• Selected passage:
## BEGIN
CONF Feb 2, 2025

Mettere mano: Reworking Early Modern Drawings (online/Rome, 4-7 Mar 25)

Bibliotheca Hertziana – Max Planck Institute for Art History, Villino Stroganoff, Via Gregoriana 22, 00187 Rome / online, Mar 4–07, 2025

Lea Greenberg

Mettere mano: Reworking Early Modern Drawings.
Gernsheim Study Days.

“… con questo, che Taddeo potesse correggere e mettere mano nei disegni e cartoni di Federigo a suo piacimento …” In the Vita of Taddeo Zuccari, Giorgio Vasari describes the reworking of drawings — in contrast to that of paintings — as a common and spontaneous practice. The 2025 Gernsheim Study Days are dedicated to all aspects of reworking, retouching, and repairing early modern European drawings, engaging with both artistic and material issues.
## END
(Entries labeling object positions)
## BEGIN
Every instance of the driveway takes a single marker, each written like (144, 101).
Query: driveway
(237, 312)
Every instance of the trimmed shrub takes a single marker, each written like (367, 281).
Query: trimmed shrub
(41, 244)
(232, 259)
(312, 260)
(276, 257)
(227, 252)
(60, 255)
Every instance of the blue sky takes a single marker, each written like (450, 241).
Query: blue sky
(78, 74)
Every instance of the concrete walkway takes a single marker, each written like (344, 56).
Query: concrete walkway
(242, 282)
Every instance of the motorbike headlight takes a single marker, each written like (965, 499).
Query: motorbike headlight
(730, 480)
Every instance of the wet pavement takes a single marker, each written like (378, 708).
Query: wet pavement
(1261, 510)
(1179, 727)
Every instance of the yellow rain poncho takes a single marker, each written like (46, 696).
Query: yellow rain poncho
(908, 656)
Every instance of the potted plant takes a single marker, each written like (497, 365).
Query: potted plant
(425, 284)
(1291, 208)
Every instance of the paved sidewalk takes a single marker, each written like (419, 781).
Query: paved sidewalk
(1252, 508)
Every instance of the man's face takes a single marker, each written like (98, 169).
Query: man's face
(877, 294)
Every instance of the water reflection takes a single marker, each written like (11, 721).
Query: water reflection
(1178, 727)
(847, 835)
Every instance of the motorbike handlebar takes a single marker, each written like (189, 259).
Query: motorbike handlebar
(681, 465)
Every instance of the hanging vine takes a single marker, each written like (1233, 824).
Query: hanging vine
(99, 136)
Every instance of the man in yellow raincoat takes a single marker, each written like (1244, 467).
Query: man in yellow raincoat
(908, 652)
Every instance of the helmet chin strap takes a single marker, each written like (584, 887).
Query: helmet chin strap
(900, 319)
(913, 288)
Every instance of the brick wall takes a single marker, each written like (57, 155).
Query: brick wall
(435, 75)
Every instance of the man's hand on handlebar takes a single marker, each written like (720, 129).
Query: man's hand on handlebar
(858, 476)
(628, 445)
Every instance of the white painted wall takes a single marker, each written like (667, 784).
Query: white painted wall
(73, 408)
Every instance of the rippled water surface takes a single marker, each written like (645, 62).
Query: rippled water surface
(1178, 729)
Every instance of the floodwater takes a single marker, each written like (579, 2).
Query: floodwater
## END
• What this exercise asks:
a. In the conference announcement, what are the 2025 Gernsheim Study Days dedicated to?
b. Carry on the conference announcement about reworking early modern drawings from its last sentence.

• Answers for the tasks:
a. They are dedicated to all aspects of reworking, retouching, and repairing early modern European drawings, engaging with both artistic and material issues.

b.
Few other media are as easily and as quickly altered as paper: folding, pasting, trimming, and bleaching require readily accessible tools and minimal expertise in their handling. Reworking by another hand — highlighting, retracing, adding or erasing marks — as well as archival and curatorial practices — mounting and re-mounting, inscribing, stamping, and annotating — can alter the drawing’s appearance, reception, attribution, and market value. Equally important is the slow material change of paper or ink over time, triggered by the most common environmental conditions. Being uniquely vulnerable, drawings are a productive starting point for thinking about the ways in which the material turn might be brought to bear on an object's material afterlife, and beyond the artist’s initial conception and expression.

This conference brings together scholars, curators, and conservators to think critically about early modern practices of material interaction and manipulation as they applied to drawings.

PROGRAM.

Tuesday, March 4.

17:15 Welcome.

17:30 Opening Keynote by Jonathan Bober (formerly National Gallery of Art, Washington, DC), "Mettere mani: A Typology of Rework in Drawings".

18:45 Exhibition Opening.
"Rework, Retouch, Care: Case Studies from the Hertziana Collection," curated by Francesca Borgo (BHMPI/University of St Andrews), Camilla Colzani (BHMPI/Università degli Studi di Urbino Carlo Bo).

Wednesday, March 5.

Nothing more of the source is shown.